WRITTEN REQUEST: Without the pictures, repeat the listing character for character.

## start MATERIAL SHOWN

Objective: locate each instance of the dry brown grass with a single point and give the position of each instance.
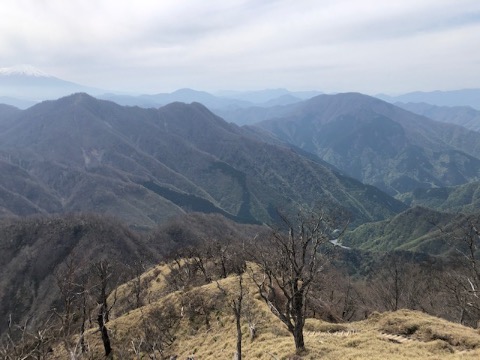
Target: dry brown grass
(393, 335)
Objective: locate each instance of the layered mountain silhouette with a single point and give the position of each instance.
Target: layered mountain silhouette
(379, 143)
(465, 116)
(145, 165)
(24, 85)
(465, 97)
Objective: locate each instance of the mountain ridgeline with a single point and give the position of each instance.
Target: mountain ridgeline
(145, 165)
(379, 143)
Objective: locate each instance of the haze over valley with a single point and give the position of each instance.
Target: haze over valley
(271, 180)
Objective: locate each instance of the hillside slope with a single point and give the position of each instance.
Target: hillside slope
(145, 165)
(394, 335)
(379, 143)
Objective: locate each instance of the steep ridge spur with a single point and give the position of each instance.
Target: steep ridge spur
(144, 165)
(379, 143)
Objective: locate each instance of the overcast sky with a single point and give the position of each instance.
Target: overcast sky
(152, 46)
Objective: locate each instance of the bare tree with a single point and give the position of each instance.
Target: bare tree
(236, 304)
(289, 262)
(104, 279)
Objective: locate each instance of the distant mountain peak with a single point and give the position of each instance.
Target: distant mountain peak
(23, 69)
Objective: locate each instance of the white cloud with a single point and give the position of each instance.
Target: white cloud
(149, 45)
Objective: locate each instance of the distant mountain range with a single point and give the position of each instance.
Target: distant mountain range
(145, 165)
(24, 85)
(376, 142)
(465, 116)
(466, 97)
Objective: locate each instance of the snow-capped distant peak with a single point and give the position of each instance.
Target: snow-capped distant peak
(27, 70)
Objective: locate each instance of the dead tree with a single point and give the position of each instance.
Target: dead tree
(103, 277)
(289, 262)
(236, 303)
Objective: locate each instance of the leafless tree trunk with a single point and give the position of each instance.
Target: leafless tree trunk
(289, 262)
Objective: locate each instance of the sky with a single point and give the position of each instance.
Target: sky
(151, 46)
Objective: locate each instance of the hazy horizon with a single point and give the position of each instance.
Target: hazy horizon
(331, 46)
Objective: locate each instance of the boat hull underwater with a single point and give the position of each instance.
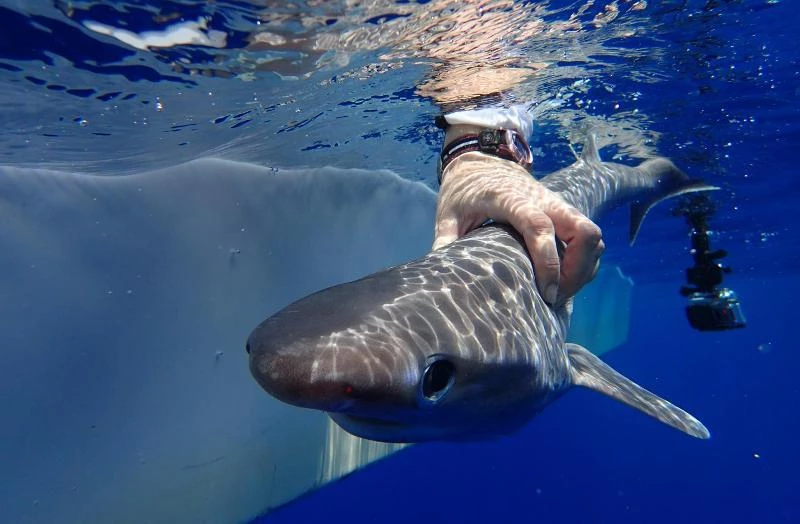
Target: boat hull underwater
(458, 344)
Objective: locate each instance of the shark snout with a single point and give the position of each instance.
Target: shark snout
(290, 377)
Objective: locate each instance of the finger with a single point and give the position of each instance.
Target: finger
(446, 232)
(539, 234)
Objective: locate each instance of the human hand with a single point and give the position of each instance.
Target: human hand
(478, 187)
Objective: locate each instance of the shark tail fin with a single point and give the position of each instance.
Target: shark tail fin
(671, 182)
(591, 372)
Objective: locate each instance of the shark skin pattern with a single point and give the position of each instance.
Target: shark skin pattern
(458, 344)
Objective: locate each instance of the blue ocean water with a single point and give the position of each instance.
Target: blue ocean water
(712, 84)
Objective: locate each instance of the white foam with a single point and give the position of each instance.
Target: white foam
(182, 33)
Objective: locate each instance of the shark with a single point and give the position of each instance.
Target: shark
(459, 344)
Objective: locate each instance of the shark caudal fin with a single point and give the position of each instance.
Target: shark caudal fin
(672, 182)
(591, 372)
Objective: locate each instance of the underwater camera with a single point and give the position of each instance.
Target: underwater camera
(711, 307)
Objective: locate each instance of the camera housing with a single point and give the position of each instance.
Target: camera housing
(711, 307)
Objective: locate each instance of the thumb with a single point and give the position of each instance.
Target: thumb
(446, 232)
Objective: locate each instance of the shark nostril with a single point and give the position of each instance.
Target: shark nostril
(437, 378)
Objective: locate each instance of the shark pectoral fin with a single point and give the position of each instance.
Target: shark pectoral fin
(672, 182)
(591, 372)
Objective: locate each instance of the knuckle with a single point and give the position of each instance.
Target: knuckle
(589, 233)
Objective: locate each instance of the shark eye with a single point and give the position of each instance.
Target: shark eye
(438, 378)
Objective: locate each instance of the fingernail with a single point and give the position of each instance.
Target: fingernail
(551, 294)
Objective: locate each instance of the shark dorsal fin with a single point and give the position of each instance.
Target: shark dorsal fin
(672, 182)
(591, 372)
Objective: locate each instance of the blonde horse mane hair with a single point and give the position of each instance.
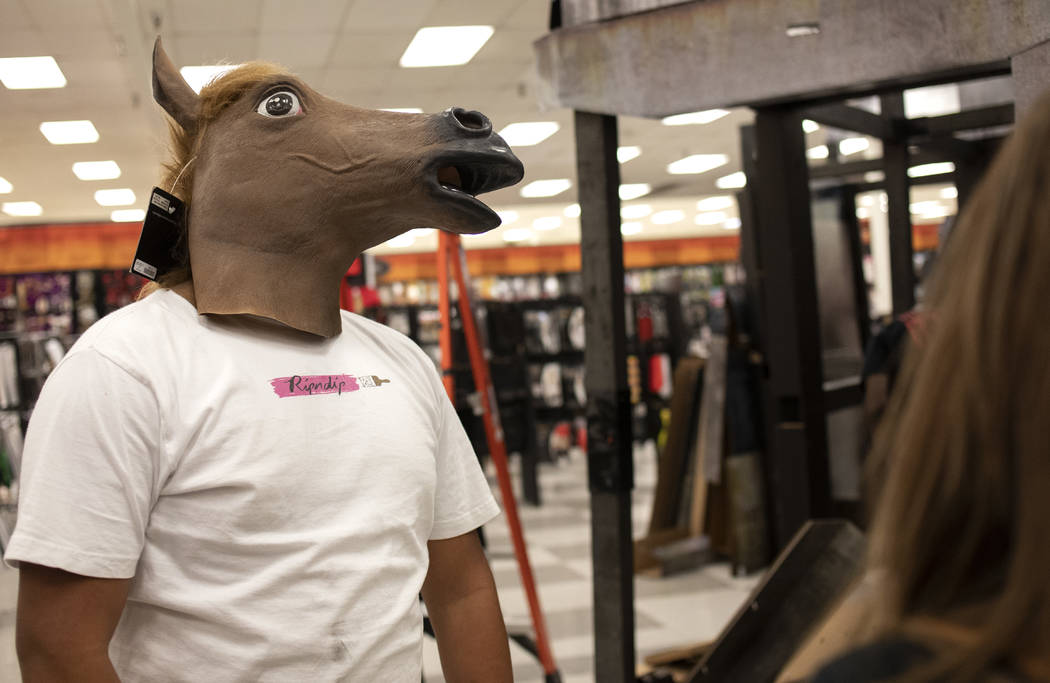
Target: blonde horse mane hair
(184, 145)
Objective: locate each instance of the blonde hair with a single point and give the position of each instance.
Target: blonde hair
(184, 146)
(962, 529)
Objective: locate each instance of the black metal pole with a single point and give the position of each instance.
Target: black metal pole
(798, 450)
(895, 166)
(610, 469)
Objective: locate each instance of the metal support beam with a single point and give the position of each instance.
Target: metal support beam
(895, 160)
(846, 118)
(610, 470)
(798, 449)
(970, 168)
(1000, 115)
(691, 50)
(1031, 74)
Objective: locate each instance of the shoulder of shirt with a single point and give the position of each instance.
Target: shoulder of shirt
(380, 332)
(128, 336)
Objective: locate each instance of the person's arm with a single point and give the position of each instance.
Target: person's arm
(464, 609)
(64, 624)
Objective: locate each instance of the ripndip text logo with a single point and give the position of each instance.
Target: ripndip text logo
(316, 385)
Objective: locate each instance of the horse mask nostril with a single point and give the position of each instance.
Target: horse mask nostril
(474, 121)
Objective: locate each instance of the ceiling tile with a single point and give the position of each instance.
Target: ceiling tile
(231, 16)
(529, 16)
(69, 44)
(16, 18)
(215, 47)
(456, 13)
(295, 15)
(295, 49)
(21, 42)
(370, 48)
(504, 46)
(341, 82)
(84, 15)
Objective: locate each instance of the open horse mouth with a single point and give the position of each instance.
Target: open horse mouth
(460, 177)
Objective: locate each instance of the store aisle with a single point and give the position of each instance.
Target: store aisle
(677, 611)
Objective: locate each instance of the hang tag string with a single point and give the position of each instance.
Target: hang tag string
(171, 191)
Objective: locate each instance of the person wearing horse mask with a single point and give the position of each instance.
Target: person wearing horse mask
(231, 479)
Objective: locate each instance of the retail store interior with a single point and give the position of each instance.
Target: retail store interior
(677, 318)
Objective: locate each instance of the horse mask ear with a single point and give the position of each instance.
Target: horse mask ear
(171, 90)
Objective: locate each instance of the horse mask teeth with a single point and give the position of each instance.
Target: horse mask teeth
(289, 186)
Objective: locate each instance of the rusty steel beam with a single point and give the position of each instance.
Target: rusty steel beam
(722, 53)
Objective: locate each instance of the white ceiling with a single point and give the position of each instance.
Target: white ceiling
(345, 48)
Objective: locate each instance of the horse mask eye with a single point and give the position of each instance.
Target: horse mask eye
(282, 103)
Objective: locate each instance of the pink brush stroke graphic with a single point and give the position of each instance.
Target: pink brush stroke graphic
(319, 385)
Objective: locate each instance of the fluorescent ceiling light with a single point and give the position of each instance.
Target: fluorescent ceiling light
(931, 101)
(633, 190)
(635, 211)
(22, 208)
(625, 154)
(715, 203)
(668, 216)
(931, 169)
(939, 212)
(444, 45)
(517, 234)
(127, 215)
(506, 218)
(114, 198)
(923, 207)
(29, 73)
(711, 218)
(198, 77)
(528, 133)
(69, 132)
(97, 170)
(696, 164)
(853, 145)
(820, 151)
(694, 118)
(733, 181)
(547, 223)
(546, 187)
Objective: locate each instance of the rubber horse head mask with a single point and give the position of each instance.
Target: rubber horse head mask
(286, 187)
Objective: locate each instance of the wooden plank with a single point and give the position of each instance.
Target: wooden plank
(807, 578)
(672, 466)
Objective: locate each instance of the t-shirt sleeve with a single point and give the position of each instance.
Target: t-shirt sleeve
(90, 471)
(463, 500)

## end MATERIAL SHOWN

FULL ANSWER:
Objective: locate each instance of the dry brown grass with a single point and give the position of each instance.
Target: dry brown grass
(393, 335)
Objective: locate each instance of the layered mountain silhouette with a single point and give the position of each instance.
Target: layered mountain silhouette
(379, 143)
(465, 116)
(145, 165)
(24, 85)
(465, 97)
Objective: locate each instance of the mountain ridgeline with a single point and give the position of each instance.
Target: mountain ridgeline
(145, 165)
(379, 143)
Objective: locate each instance of the haze over valley with a single point and give the position of each instance.
Target: haze over valley
(271, 180)
Objective: locate each instance of the hillside slope with a single point and give the position of each instance.
Target: hillside slope
(145, 165)
(394, 335)
(379, 143)
Objective: locate each instance of the steep ridge spur with a single point and give the position of each instance.
Target: steep ridge spur
(144, 165)
(379, 143)
Objective: locate each instance of the overcast sky with a single point and give the position of each instance.
Target: overcast sky
(152, 46)
Objective: locate each instance of the bare tree with a single point and give the position of each instance.
Target: bare tree
(236, 304)
(289, 262)
(104, 279)
Objective: locate each instance of the distant mountain peak with a single point and give the position of each instance.
Target: distant mountain peak
(23, 69)
Objective: locate each instance of the white cloud with a single point and give the position of each instance.
Target: white cloud
(149, 45)
Objective: locate each instance of the distant mountain range with a single point and give the position of each instance.
Target: distant mountain range
(145, 165)
(24, 85)
(376, 142)
(465, 116)
(466, 97)
Objective: locate each instance of the snow-capped distant peak with a single point and give the position of each instance.
Target: snow-capped distant peak
(27, 70)
Objective: locate each instance of the dead tree with a single point and give the position of each instance.
Target: dead tree
(103, 277)
(289, 262)
(236, 303)
Objective: locate each instance of the leafless tree trunk with a single point and give the position of each instance.
Target: leafless tree trunk
(289, 262)
Objective: locate each instance of the sky with a single point and give the position of each instance.
Target: sky
(151, 46)
Objective: locate each instance of the hazy horizon with a single point and give the position of each instance.
Target: hazy horizon
(331, 46)
Objective: locate each instance of the boat hull underwater with a single point and give the position of each instance.
Target: boat hull underwater
(458, 344)
Objective: locate each instance of the shark snout with a single point and give the position of each instance.
Target: shark snout
(290, 377)
Objective: locate each instance of the finger with a single point and give the position of each instance.
Target: finger
(446, 232)
(539, 234)
Objective: locate each instance of the human hand with a single point and give the position of each instance.
Target: human hand
(478, 187)
Objective: locate each instance of the shark tail fin with a single point and give the position of each instance.
Target: shark tail fin
(671, 182)
(591, 372)
Objective: locate each instance of the shark skin pattern with a single point and give the position of each instance.
Target: shark skin pattern
(458, 344)
Objective: locate each instance of the blue ocean water with a single point and give the position of each instance.
Target: blue ocean water
(712, 84)
Objective: locate each instance of the white foam with a single point and give the position of each instance.
Target: white foam
(182, 33)
Objective: locate each instance of the shark with a single point and give the position of each instance.
Target: shark
(459, 344)
Objective: locate each instance of the shark caudal fin with a single point and give the position of each instance.
Target: shark caudal fin
(672, 182)
(591, 372)
Objective: locate each instance of the underwater camera with a single point and give the position of each instance.
Target: underwater camera
(711, 307)
Objective: locate each instance of the camera housing with a single point and give the position of each instance.
Target: camera housing
(711, 307)
Objective: locate each instance of the thumb with a single point and give the position of each instance.
Target: thumb
(446, 232)
Objective: locate each instance of the shark nostril with a single point and give the position of each instance.
Target: shark nostril
(437, 378)
Objective: locate each instance of the shark pectoral fin with a single point and give the position of each instance.
Target: shark pectoral fin
(672, 182)
(591, 372)
Objective: locate each instance of the knuckle with a single point and give the position of each instance.
Target: knuckle
(589, 233)
Objective: locate each instance of the shark eye with a single point and give the position of each instance.
Target: shark eye
(438, 378)
Objective: locate each instance of the fingernail with a single point and give the position of each instance.
Target: fingernail
(551, 294)
Objective: locate each instance of the shark dorsal fin with a single point and give the position of each instance.
Target: shark dorsal fin
(672, 182)
(591, 372)
Objective: locate each instance of the blonde horse mane hair with a single point and give the position of each instance.
Target: blonde horse mane hair
(184, 145)
Objective: locate each instance of the blonde hair with a single point and give the position of each instance.
Target: blonde hair
(184, 146)
(962, 529)
Objective: locate each instance of the black metal pole with a single point and give the position of each instance.
Target: black metal pole
(798, 450)
(895, 166)
(610, 469)
Objective: locate each instance of the metal support beam with a single point and give the position of each instance.
Target: metal support beam
(895, 160)
(846, 118)
(610, 470)
(798, 449)
(970, 168)
(1000, 115)
(691, 50)
(1031, 74)
Objective: locate each instance of the shoulder of shirt with a single point and give the position of each instance.
Target: shoulder of shirt
(380, 332)
(128, 336)
Objective: locate each instance of the person's arm with a single point and give the position of each instance.
Target: person's arm
(464, 609)
(64, 624)
Objective: locate each instance of the ripndip text logo with a single point and give the position of each instance.
Target: ripndip text logo
(316, 385)
Objective: locate each instance of the horse mask nostril with a single point and give the position of each instance.
Target: horse mask nostril
(474, 121)
Objective: locate each instance of the ceiling tile with a single point and give the position of each instance.
Target: ceiling tile
(231, 16)
(529, 16)
(69, 44)
(16, 18)
(215, 47)
(456, 13)
(295, 15)
(295, 49)
(21, 42)
(370, 48)
(504, 46)
(341, 82)
(84, 15)
Objective: locate each instance of the open horse mouth with a single point and give the position of each instance.
Target: open horse mouth
(460, 177)
Objective: locate each instance of the store aisle with a single point and give the position of each instance.
Target: store aisle
(677, 611)
Objective: locate each instance of the hang tag string with a single point and give the position of each instance.
Target: hang tag string
(171, 191)
Objective: locate each instance of the person wearing horse mask with a single point and give the position of each instance.
Target: person wearing horse mask
(231, 479)
Objective: locate each instance of the retail store interior with a single point and give the position of each instance.
Target: retail store interior
(677, 318)
Objective: locate each instance of the horse mask ear with a single point and give the position of each instance.
Target: horse mask ear
(171, 90)
Objective: locate each instance of the horse mask teeth with a single point and give the position of each instance.
Target: horse mask teeth
(289, 186)
Objective: locate each instance of the rusty steel beam with a single point and give the position of each instance.
Target: rusty steel beam
(722, 53)
Objective: locate each instance of the white ceiling with a single point and give the position of each instance.
Target: white ceiling
(345, 48)
Objective: locate each instance of the horse mask eye with a single point and give the position of each instance.
Target: horse mask eye
(282, 103)
Objective: locate each instance of the pink brush stroke graphic with a single point and give the position of each instance.
Target: pink brush stroke graphic
(319, 385)
Objective: locate each instance of the fluorescent ceiling light with a single point and give the position of each instance.
Target: fluorescent ceiling light
(931, 101)
(633, 190)
(635, 211)
(22, 208)
(625, 154)
(715, 203)
(668, 216)
(931, 169)
(939, 212)
(444, 45)
(517, 234)
(127, 215)
(506, 218)
(114, 198)
(923, 207)
(29, 73)
(711, 218)
(198, 77)
(528, 133)
(69, 132)
(97, 170)
(696, 164)
(853, 145)
(820, 151)
(694, 118)
(733, 181)
(547, 223)
(546, 187)
Objective: locate each instance of the rubber horse head mask with a single point and give the position of each instance.
Target: rubber horse head mask
(286, 187)
Objective: locate each instance of the wooden plank with a single point and give the position of each instance.
Target: wooden plank
(807, 578)
(672, 466)
Objective: locate each instance of the t-shirt sleeve with a single point and give the position of each instance.
Target: t-shirt sleeve
(90, 471)
(463, 500)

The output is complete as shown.